SOURCE DATA ::
BEGIN

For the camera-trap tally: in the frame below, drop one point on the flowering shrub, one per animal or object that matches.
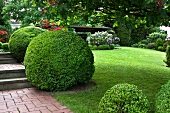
(103, 38)
(3, 36)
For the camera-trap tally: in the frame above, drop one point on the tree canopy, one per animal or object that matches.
(108, 12)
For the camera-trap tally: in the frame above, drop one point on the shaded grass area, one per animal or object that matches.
(142, 67)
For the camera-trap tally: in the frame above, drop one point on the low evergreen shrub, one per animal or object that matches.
(20, 39)
(123, 98)
(57, 60)
(163, 99)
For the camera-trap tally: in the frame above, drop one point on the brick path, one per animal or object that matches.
(29, 100)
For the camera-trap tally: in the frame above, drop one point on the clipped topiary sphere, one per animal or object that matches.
(123, 98)
(20, 39)
(58, 60)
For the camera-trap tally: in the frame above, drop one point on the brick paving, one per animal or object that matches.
(29, 100)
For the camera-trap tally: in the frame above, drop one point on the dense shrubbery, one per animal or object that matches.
(20, 39)
(167, 61)
(58, 60)
(163, 99)
(123, 98)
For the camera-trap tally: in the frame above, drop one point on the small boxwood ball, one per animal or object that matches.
(20, 39)
(123, 98)
(57, 60)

END

TASK OBJECTIVE ::
Exact copies of the lines from the one with "ball, one per animal or object that matches." through the final line of the listing should be returned, and no other lines.

YOUR RESPONSE ::
For the camera-trap tally: in the frame above, drop one point on the small boxwood ball, one per animal or object that matches.
(20, 39)
(123, 98)
(57, 60)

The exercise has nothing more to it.